作業一覧:
[1] 将棋ブログ記事のうち、「河口八段の木村十四世名人の評」で始まり「月6日)は《ともっち》さん。」まで続く部分を一字も変えずに書き写せ。
[2] 将棋ブログ記事によれば、筆者が将棋雑誌のグラビア撮影で木村十四世名人の自宅を訪ねたのはいつか。

文書の抜粋:
_ _ _ _

将棋棋士 田丸昇の と金 横歩き

2015年5月 3日 (日)

河口八段の木村十四世名人の評伝、A級順位戦の最終戦、山田九段の生涯成績などのコメント

「故・河口俊彦八段の『評伝 木村義雄』は未完の対局になりますか…。田丸九段は現役引退後の木村十四世名人を目撃した最後の世代でしょうか」という内容のコメント(2月1日)は《ちとく》さん。

河口八段は『将棋世界』で木村義雄十四世名人の評伝を連載していましたが、「高野山の決戦」(昭和23年に名人戦の挑戦権を争った升田幸三八段と大山康晴七段の3番勝負)を題材にした今年の3月号が絶筆となってしまいました。将棋でいえば中盤の佳境の局面で、以後の面白い話を読めないのはとても残念です。「老師」(河口八段の愛称)の文章を愛読した方も同じ思いでしょう。なお発売中の『将棋世界』6月号では、私が連載している「盤上盤外 一手有情」で河口八段の棋士人生をたどってみました。よかったら読んでください。

私は木村十四世名人を何回か見かけましたが、じかに話をしたことはありません。若手棋士にとって雲の上の存在でした。39年前の1976年(昭和51年)2月、将棋雑誌のグラビア撮影で神奈川県茅ヶ崎市の自宅に伺ったことがあります。木村名人(当時70歳)と鶴子夫人が和服姿で縁側に座った写真は、じつにほのぼのとした光景でした。木村名人は江戸っ子らしい小気味よい語り口でした。私は記事にするためにメモを取り続けましたが、何か一言ぐらい木村名人と話しておけばよかったなあと、今になって後悔しています。

「3月のA級順位戦の最終戦は、今年は東京の将棋会館で行われました。何年かに1回は関西将棋会館というのもいいですね」というコメント(3月6日)は《ともっち》さん。

現在は10人のA級棋士のうち、関西所属の棋士は久保利明九段の1人だけです。谷川浩司九段、山崎隆之八段、豊島将之七段、稲葉陽七段、糸谷哲郎竜王などの棋士がA級に昇級して関西の棋士が増えれば、A級順位戦の最終戦を関西将棋会館で行う話が持ち上がるかもしれません。

_ _ _ _

提供された項目:
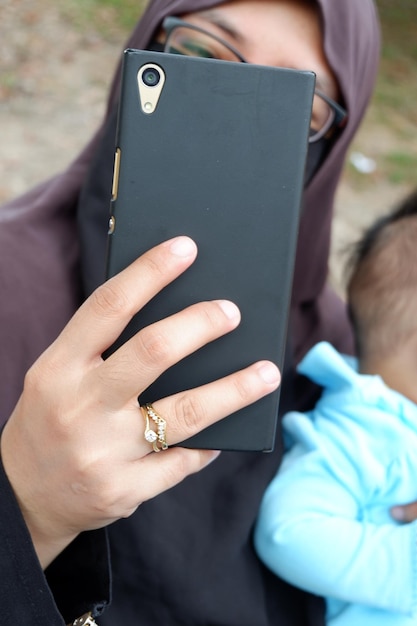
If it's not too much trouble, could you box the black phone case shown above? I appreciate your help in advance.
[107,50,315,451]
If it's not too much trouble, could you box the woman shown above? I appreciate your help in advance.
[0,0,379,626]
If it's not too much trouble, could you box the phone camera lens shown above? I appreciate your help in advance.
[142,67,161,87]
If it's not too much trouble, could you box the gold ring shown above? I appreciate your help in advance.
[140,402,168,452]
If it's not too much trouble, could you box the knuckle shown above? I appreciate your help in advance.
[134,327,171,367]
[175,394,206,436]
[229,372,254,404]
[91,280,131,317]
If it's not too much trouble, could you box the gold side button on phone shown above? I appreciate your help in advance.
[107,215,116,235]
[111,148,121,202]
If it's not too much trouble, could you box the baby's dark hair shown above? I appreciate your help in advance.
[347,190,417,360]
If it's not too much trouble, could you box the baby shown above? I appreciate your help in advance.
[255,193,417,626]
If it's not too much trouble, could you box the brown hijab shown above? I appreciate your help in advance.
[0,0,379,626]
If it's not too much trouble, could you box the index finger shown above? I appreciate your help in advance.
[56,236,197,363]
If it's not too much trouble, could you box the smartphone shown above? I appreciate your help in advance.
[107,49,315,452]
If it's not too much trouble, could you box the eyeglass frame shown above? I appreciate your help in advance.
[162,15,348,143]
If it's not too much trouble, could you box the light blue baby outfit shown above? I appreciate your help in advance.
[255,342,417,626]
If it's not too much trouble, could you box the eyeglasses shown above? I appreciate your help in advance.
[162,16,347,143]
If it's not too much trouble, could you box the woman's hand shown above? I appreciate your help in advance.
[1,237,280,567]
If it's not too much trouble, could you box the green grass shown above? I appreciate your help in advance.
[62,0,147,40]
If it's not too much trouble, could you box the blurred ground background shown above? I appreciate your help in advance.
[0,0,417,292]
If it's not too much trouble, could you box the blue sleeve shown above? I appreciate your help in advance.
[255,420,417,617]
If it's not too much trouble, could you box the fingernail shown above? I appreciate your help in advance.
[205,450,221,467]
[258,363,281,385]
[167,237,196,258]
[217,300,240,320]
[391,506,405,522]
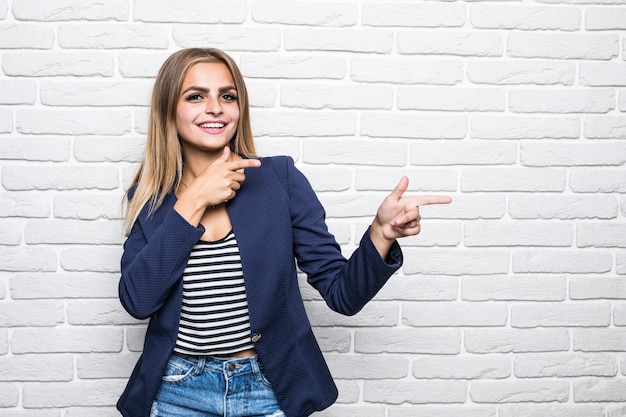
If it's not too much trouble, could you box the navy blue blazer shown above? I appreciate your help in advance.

_ _ _ _

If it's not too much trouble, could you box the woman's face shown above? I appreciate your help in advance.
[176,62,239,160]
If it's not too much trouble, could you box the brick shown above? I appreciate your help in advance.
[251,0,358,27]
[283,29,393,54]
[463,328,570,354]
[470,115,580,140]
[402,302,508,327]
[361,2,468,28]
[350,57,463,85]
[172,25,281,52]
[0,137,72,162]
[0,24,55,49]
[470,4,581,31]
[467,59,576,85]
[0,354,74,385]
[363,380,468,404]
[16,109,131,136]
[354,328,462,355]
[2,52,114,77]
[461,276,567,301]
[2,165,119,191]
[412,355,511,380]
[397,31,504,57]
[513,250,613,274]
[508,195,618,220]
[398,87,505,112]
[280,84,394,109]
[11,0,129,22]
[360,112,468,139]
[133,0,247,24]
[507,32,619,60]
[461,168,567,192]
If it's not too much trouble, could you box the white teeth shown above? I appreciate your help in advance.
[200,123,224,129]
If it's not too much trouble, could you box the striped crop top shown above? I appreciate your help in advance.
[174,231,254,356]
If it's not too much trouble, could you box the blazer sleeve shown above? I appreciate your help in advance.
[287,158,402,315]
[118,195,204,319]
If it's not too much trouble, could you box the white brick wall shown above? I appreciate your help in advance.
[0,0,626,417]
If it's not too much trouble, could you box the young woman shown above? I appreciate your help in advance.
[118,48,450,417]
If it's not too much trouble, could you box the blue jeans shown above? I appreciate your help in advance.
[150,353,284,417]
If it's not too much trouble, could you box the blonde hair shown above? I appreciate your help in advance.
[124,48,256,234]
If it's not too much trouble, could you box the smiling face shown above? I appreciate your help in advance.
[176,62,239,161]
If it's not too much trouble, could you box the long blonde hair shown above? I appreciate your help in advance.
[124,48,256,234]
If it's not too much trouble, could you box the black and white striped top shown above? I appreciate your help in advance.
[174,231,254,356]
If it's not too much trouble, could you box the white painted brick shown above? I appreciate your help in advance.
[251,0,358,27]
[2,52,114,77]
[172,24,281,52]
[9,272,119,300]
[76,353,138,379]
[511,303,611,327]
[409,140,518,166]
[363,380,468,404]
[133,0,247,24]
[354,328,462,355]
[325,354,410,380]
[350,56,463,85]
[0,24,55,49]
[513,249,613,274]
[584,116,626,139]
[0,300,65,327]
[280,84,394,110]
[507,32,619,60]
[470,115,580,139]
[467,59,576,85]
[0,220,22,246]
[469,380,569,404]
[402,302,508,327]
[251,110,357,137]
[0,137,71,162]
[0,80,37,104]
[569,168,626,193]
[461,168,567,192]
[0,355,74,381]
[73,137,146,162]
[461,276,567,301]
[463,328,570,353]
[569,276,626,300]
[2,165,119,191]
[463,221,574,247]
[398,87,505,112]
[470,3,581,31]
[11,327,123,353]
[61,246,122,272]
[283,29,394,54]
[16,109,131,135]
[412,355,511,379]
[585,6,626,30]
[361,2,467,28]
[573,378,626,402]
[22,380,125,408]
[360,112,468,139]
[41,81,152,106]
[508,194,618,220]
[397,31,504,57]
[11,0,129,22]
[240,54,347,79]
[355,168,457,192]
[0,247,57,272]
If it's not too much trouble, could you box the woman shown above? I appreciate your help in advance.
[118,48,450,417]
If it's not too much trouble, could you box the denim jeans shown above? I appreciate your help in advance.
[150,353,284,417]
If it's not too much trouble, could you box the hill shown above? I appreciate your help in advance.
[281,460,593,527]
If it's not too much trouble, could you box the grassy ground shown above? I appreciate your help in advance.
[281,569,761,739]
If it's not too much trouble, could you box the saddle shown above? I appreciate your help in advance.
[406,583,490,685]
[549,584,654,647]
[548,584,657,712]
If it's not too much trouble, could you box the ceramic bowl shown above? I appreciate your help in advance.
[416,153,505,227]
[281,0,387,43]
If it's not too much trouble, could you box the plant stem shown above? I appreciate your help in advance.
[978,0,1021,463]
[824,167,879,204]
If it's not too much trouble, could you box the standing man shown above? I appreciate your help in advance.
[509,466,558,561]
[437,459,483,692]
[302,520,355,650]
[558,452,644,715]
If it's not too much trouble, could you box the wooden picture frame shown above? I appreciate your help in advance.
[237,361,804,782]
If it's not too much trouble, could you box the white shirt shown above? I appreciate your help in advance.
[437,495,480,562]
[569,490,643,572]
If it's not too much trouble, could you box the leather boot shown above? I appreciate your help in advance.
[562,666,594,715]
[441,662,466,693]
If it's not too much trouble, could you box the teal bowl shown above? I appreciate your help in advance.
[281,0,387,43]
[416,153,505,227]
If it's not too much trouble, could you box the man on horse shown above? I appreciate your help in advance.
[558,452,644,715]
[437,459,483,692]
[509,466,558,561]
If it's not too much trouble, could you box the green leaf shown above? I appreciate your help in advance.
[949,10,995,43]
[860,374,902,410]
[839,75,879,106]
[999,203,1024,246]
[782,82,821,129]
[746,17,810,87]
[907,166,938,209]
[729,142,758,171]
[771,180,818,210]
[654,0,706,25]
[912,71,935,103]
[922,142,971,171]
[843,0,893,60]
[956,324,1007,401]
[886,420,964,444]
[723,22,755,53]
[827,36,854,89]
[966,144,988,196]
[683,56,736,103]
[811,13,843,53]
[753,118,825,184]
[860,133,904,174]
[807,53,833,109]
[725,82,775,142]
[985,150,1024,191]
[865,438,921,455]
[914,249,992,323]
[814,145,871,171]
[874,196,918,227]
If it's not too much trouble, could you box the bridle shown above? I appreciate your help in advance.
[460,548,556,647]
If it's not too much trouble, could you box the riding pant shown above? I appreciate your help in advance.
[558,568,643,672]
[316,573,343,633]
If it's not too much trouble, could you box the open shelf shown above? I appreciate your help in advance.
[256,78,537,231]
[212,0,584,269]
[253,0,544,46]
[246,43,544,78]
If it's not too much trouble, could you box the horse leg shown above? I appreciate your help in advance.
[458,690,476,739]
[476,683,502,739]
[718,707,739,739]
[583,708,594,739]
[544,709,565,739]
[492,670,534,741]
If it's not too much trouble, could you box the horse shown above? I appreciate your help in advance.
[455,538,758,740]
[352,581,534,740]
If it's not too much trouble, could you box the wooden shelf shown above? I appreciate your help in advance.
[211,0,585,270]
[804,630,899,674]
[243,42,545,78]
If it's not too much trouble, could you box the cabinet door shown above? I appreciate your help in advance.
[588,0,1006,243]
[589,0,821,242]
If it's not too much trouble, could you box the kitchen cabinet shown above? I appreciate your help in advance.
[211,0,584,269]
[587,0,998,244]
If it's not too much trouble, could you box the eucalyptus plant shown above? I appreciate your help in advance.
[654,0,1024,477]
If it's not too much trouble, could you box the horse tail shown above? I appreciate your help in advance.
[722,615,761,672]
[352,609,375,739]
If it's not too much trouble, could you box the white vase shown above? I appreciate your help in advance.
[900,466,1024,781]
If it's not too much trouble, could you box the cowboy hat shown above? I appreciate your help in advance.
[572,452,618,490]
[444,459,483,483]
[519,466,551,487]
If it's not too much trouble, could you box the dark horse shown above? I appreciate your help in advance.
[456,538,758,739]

_ _ _ _

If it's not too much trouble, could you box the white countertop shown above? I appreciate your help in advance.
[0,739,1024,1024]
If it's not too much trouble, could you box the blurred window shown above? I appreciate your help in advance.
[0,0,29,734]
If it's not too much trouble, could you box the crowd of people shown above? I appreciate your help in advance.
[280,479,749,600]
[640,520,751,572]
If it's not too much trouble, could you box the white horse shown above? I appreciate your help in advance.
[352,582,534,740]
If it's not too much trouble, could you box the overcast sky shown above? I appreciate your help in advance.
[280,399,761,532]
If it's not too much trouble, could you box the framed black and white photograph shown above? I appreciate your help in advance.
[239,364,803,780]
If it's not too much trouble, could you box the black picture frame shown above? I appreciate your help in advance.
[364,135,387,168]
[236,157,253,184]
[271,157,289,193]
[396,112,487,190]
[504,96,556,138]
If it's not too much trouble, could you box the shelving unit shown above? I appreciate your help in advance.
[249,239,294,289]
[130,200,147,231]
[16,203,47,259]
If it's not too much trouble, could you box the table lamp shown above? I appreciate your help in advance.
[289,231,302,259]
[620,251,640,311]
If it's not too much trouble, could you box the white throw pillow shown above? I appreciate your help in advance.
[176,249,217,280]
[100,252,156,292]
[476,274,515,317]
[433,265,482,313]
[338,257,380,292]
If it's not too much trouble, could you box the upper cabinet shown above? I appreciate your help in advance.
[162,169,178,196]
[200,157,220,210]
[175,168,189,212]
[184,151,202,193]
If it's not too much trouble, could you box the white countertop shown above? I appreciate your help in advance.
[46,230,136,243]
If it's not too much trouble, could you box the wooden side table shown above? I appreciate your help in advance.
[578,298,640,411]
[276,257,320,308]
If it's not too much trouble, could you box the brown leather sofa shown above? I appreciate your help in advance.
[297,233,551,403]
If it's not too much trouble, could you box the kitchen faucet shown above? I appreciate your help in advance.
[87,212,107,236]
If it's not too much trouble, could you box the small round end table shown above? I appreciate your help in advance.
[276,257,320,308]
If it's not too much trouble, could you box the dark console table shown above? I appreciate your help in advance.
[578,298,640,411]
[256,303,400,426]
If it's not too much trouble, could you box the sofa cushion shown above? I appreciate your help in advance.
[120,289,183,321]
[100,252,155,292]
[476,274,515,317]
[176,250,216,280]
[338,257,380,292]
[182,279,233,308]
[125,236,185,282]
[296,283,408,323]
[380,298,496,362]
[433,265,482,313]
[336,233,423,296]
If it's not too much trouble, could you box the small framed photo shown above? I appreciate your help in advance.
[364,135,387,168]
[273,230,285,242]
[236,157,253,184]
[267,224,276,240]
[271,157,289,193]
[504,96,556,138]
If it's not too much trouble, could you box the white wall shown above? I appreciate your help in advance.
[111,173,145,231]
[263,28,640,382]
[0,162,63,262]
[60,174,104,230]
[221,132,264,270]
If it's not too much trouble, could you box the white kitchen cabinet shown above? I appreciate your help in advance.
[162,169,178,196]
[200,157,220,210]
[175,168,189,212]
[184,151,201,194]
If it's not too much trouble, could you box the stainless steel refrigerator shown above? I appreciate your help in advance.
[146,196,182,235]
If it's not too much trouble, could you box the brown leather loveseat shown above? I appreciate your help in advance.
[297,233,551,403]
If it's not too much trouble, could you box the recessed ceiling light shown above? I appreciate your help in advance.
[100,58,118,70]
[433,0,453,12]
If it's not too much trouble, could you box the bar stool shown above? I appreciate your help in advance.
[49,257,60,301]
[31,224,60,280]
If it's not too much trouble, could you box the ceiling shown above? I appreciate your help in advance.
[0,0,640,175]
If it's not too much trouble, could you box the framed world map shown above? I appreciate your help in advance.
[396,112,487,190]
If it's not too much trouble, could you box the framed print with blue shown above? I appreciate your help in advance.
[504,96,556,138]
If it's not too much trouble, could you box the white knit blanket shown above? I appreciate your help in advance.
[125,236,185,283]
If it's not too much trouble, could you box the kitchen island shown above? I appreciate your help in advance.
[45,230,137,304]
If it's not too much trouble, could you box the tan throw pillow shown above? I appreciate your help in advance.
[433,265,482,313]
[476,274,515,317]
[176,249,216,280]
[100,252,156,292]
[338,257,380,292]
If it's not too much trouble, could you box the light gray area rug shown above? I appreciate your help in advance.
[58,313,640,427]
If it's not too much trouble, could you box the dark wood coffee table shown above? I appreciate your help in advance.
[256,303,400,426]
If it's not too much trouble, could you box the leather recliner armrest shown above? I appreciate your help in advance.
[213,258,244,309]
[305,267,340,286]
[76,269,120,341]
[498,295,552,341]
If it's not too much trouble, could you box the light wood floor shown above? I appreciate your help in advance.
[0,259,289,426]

_ _ _ _

各作業の回答:
[1]
河口八段の木村十四世名人の評伝、A級順位戦の最終戦、山田九段の生涯成績などのコメント

「故・河口俊彦八段の『評伝 木村義雄』は未完の対局になりますか…。田丸九段は現役引退後の木村十四世名人を目撃した最後の世代でしょうか」という内容のコメント(2月1日)は《ちとく》さん。

河口八段は『将棋世界』で木村義雄十四世名人の評伝を連載していましたが、「高野山の決戦」(昭和23年に名人戦の挑戦権を争った升田幸三八段と大山康晴七段の3番勝負)を題材にした今年の3月号が絶筆となってしまいました。将棋でいえば中盤の佳境の局面で、以後の面白い話を読めないのはとても残念です。「老師」(河口八段の愛称)の文章を愛読した方も同じ思いでしょう。なお発売中の『将棋世界』6月号では、私が連載している「盤上盤外 一手有情」で河口八段の棋士人生をたどってみました。よかったら読んでください。

私は木村十四世名人を何回か見かけましたが、じかに話をしたことはありません。若手棋士にとって雲の上の存在でした。39年前の1976年(昭和51年)2月、将棋雑誌のグラビア撮影で神奈川県茅ヶ崎市の自宅に伺ったことがあります。木村名人(当時70歳)と鶴子夫人が和服姿で縁側に座った写真は、じつにほのぼのとした光景でした。木村名人は江戸っ子らしい小気味よい語り口でした。私は記事にするためにメモを取り続けましたが、何か一言ぐらい木村名人と話しておけばよかったなあと、今になって後悔しています。

「3月のA級順位戦の最終戦は、今年は東京の将棋会館で行われました。何年かに1回は関西将棋会館というのもいいですね」というコメント(3月6日)は《ともっち》さん。

[2] 1976年(昭和51年)2月。